WHAT YOU ARE ASKED TO DO: Which lines in the items below contain the word "reside"? Return each of those lines in full.

MATERIALS PROVIDED:
_____

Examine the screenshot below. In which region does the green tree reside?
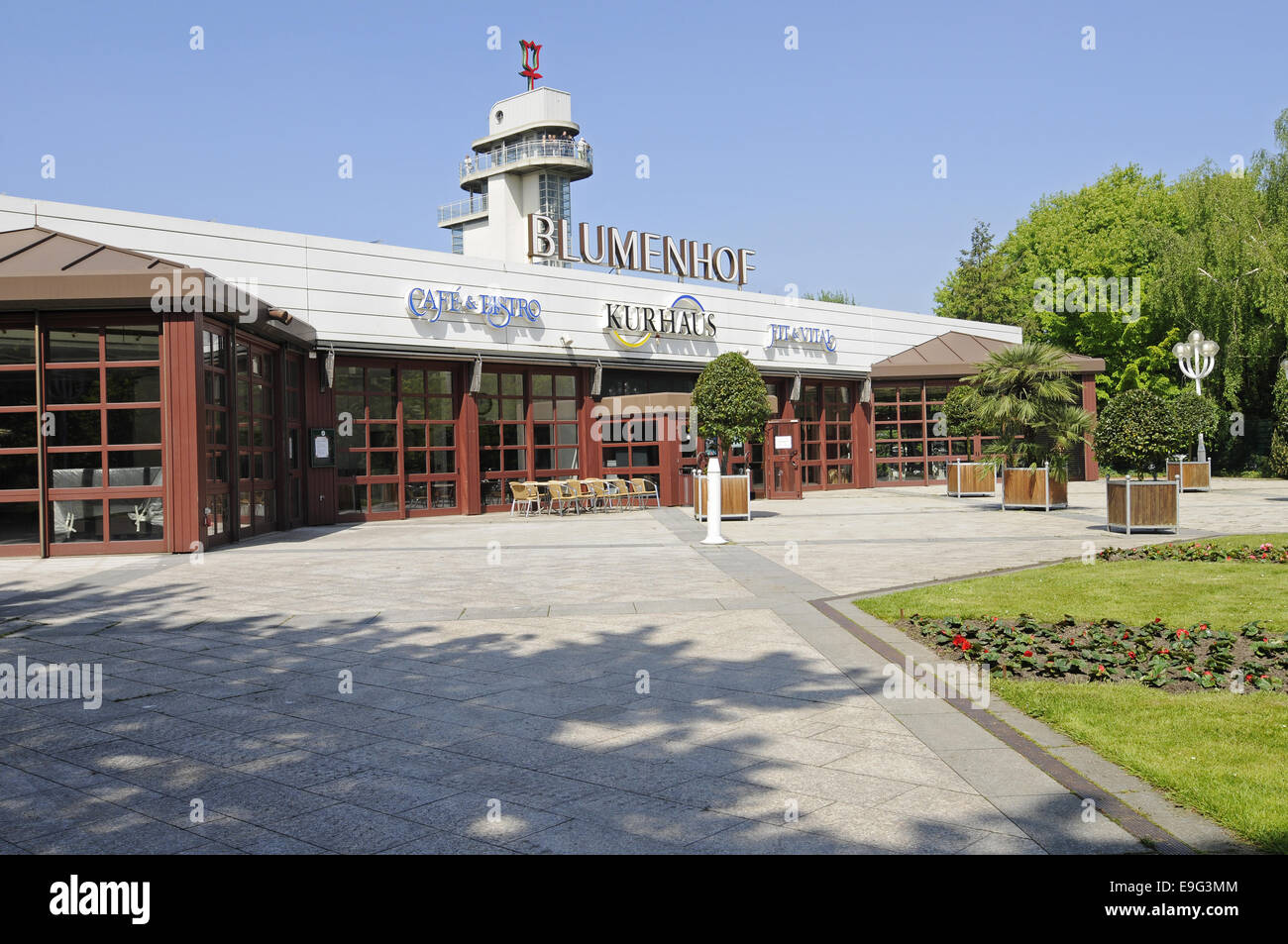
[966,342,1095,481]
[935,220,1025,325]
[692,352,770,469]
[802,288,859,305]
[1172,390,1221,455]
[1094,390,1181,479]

_____

RESULT OF THE TASK:
Examine the screenshot below. In which region does the green tree reside?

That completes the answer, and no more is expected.